> Stated goal:
Each entry should be quoted word for word, including every mark of punctuation.
================
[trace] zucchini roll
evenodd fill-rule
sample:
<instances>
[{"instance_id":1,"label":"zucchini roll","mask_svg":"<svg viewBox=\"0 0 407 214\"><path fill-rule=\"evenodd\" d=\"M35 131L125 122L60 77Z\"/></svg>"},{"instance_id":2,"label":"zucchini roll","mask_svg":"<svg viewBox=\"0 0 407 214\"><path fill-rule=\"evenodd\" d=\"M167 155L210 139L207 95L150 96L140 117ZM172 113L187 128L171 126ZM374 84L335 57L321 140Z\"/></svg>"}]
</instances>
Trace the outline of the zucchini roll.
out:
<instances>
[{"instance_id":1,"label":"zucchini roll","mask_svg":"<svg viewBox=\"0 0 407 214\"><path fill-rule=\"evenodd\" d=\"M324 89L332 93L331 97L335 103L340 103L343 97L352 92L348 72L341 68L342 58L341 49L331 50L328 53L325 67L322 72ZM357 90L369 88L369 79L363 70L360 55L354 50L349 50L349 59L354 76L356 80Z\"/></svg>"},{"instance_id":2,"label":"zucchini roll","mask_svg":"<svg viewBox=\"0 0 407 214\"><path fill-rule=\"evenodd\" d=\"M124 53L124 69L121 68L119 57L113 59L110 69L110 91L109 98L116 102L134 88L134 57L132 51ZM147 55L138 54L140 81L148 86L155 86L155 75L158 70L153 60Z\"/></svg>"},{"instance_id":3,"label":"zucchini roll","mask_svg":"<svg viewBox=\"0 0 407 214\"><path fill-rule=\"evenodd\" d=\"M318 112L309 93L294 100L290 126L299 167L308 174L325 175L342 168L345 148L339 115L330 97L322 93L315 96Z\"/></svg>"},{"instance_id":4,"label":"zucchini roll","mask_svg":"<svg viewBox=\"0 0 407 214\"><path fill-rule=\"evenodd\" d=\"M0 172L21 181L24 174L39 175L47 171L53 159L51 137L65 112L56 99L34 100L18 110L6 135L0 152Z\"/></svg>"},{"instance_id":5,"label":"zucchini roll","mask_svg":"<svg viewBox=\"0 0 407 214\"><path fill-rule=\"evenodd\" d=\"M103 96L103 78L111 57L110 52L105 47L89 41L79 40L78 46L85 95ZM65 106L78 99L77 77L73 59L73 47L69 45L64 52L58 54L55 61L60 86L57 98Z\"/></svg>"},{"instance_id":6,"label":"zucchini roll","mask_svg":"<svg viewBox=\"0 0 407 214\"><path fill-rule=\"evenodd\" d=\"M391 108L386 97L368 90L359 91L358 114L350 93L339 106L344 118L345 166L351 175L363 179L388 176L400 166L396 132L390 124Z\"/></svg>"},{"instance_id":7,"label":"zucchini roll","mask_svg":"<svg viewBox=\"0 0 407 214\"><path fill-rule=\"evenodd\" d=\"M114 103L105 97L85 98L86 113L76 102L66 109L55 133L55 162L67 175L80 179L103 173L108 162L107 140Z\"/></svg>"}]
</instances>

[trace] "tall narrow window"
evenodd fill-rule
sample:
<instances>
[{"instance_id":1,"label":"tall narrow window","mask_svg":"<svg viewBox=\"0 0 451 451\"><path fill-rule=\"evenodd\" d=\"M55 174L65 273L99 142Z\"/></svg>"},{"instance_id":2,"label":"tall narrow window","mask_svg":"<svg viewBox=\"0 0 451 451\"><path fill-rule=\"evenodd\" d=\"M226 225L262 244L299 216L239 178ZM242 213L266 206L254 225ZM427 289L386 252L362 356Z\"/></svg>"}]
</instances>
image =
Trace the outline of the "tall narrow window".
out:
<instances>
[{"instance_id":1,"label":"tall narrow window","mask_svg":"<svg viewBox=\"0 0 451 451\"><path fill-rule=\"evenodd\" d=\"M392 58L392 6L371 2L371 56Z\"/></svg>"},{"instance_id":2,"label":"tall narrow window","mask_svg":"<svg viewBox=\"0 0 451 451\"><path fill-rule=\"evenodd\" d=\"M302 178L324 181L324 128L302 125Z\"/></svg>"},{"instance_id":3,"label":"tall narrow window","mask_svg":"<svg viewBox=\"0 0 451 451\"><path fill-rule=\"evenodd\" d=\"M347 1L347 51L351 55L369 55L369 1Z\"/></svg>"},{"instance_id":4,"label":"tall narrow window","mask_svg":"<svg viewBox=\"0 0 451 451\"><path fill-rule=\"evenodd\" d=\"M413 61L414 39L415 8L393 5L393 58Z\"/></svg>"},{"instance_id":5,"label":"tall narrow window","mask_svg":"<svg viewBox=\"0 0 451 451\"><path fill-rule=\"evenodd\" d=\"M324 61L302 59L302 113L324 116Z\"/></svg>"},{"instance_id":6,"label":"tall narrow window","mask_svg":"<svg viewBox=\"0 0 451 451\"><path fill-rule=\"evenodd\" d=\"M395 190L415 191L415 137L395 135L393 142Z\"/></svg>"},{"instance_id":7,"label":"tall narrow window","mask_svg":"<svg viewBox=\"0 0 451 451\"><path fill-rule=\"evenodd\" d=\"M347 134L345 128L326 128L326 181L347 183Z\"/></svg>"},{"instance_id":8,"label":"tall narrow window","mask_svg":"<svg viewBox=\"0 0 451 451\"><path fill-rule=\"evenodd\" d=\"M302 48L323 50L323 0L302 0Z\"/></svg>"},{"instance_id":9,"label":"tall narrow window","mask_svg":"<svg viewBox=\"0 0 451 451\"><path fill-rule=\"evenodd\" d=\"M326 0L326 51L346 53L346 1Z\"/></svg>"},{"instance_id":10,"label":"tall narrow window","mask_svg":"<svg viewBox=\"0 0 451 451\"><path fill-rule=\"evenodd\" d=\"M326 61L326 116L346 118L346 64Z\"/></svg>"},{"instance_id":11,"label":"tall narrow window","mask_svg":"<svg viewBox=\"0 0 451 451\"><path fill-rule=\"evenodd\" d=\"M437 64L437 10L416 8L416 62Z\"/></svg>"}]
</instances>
================
> Output:
[trace] zucchini roll
evenodd fill-rule
sample:
<instances>
[{"instance_id":1,"label":"zucchini roll","mask_svg":"<svg viewBox=\"0 0 407 214\"><path fill-rule=\"evenodd\" d=\"M35 131L125 122L60 77Z\"/></svg>"},{"instance_id":2,"label":"zucchini roll","mask_svg":"<svg viewBox=\"0 0 407 214\"><path fill-rule=\"evenodd\" d=\"M167 155L210 139L207 95L150 96L140 117ZM172 113L187 128L171 126ZM374 84L335 57L321 140Z\"/></svg>"}]
</instances>
Trace the outline of the zucchini roll.
out:
<instances>
[{"instance_id":1,"label":"zucchini roll","mask_svg":"<svg viewBox=\"0 0 407 214\"><path fill-rule=\"evenodd\" d=\"M324 89L332 93L331 97L335 103L340 103L343 97L352 92L348 72L341 68L342 58L341 49L331 50L328 53L325 67L322 72ZM357 90L369 88L369 79L363 70L360 55L354 50L349 50L349 59L354 76L356 80Z\"/></svg>"},{"instance_id":2,"label":"zucchini roll","mask_svg":"<svg viewBox=\"0 0 407 214\"><path fill-rule=\"evenodd\" d=\"M124 53L124 69L121 68L119 57L113 59L110 69L110 91L109 98L116 102L134 88L134 57L132 51ZM147 55L138 54L140 81L148 86L155 86L155 75L158 70L153 60Z\"/></svg>"},{"instance_id":3,"label":"zucchini roll","mask_svg":"<svg viewBox=\"0 0 407 214\"><path fill-rule=\"evenodd\" d=\"M318 112L309 93L294 100L290 126L299 167L308 174L325 175L342 168L345 148L339 115L330 97L322 93L315 96Z\"/></svg>"},{"instance_id":4,"label":"zucchini roll","mask_svg":"<svg viewBox=\"0 0 407 214\"><path fill-rule=\"evenodd\" d=\"M0 172L21 181L24 174L39 175L47 171L53 159L51 137L65 112L56 99L34 100L18 110L6 135L0 152Z\"/></svg>"},{"instance_id":5,"label":"zucchini roll","mask_svg":"<svg viewBox=\"0 0 407 214\"><path fill-rule=\"evenodd\" d=\"M103 96L103 78L111 57L110 52L105 47L89 41L79 40L78 46L85 95ZM65 106L78 99L77 77L73 59L73 47L69 45L64 52L58 54L55 61L60 86L57 98Z\"/></svg>"},{"instance_id":6,"label":"zucchini roll","mask_svg":"<svg viewBox=\"0 0 407 214\"><path fill-rule=\"evenodd\" d=\"M391 108L386 97L368 90L359 91L358 114L350 93L339 106L344 118L345 166L351 175L363 179L388 176L400 166L396 132L390 124Z\"/></svg>"},{"instance_id":7,"label":"zucchini roll","mask_svg":"<svg viewBox=\"0 0 407 214\"><path fill-rule=\"evenodd\" d=\"M114 103L105 97L85 98L86 113L76 102L66 109L55 133L55 162L67 175L80 179L103 173L108 162L107 140Z\"/></svg>"}]
</instances>

[trace] "tall narrow window"
evenodd fill-rule
sample:
<instances>
[{"instance_id":1,"label":"tall narrow window","mask_svg":"<svg viewBox=\"0 0 451 451\"><path fill-rule=\"evenodd\" d=\"M55 174L65 273L99 142Z\"/></svg>"},{"instance_id":2,"label":"tall narrow window","mask_svg":"<svg viewBox=\"0 0 451 451\"><path fill-rule=\"evenodd\" d=\"M226 225L262 244L299 216L239 178ZM242 213L266 206L254 225ZM427 289L386 252L362 356Z\"/></svg>"}]
</instances>
image =
Trace the outline of the "tall narrow window".
out:
<instances>
[{"instance_id":1,"label":"tall narrow window","mask_svg":"<svg viewBox=\"0 0 451 451\"><path fill-rule=\"evenodd\" d=\"M392 58L392 6L371 2L371 56Z\"/></svg>"},{"instance_id":2,"label":"tall narrow window","mask_svg":"<svg viewBox=\"0 0 451 451\"><path fill-rule=\"evenodd\" d=\"M302 178L324 181L324 128L302 125Z\"/></svg>"},{"instance_id":3,"label":"tall narrow window","mask_svg":"<svg viewBox=\"0 0 451 451\"><path fill-rule=\"evenodd\" d=\"M347 1L347 51L351 55L369 55L369 1Z\"/></svg>"},{"instance_id":4,"label":"tall narrow window","mask_svg":"<svg viewBox=\"0 0 451 451\"><path fill-rule=\"evenodd\" d=\"M413 61L414 39L415 8L393 5L393 58Z\"/></svg>"},{"instance_id":5,"label":"tall narrow window","mask_svg":"<svg viewBox=\"0 0 451 451\"><path fill-rule=\"evenodd\" d=\"M324 61L302 59L302 113L324 116Z\"/></svg>"},{"instance_id":6,"label":"tall narrow window","mask_svg":"<svg viewBox=\"0 0 451 451\"><path fill-rule=\"evenodd\" d=\"M395 190L415 191L415 137L395 135L393 142Z\"/></svg>"},{"instance_id":7,"label":"tall narrow window","mask_svg":"<svg viewBox=\"0 0 451 451\"><path fill-rule=\"evenodd\" d=\"M347 134L345 128L326 128L326 181L347 183Z\"/></svg>"},{"instance_id":8,"label":"tall narrow window","mask_svg":"<svg viewBox=\"0 0 451 451\"><path fill-rule=\"evenodd\" d=\"M302 48L323 50L323 0L302 0Z\"/></svg>"},{"instance_id":9,"label":"tall narrow window","mask_svg":"<svg viewBox=\"0 0 451 451\"><path fill-rule=\"evenodd\" d=\"M326 0L326 51L346 53L346 1Z\"/></svg>"},{"instance_id":10,"label":"tall narrow window","mask_svg":"<svg viewBox=\"0 0 451 451\"><path fill-rule=\"evenodd\" d=\"M326 61L326 116L346 118L346 64Z\"/></svg>"},{"instance_id":11,"label":"tall narrow window","mask_svg":"<svg viewBox=\"0 0 451 451\"><path fill-rule=\"evenodd\" d=\"M437 64L437 10L416 8L416 62Z\"/></svg>"}]
</instances>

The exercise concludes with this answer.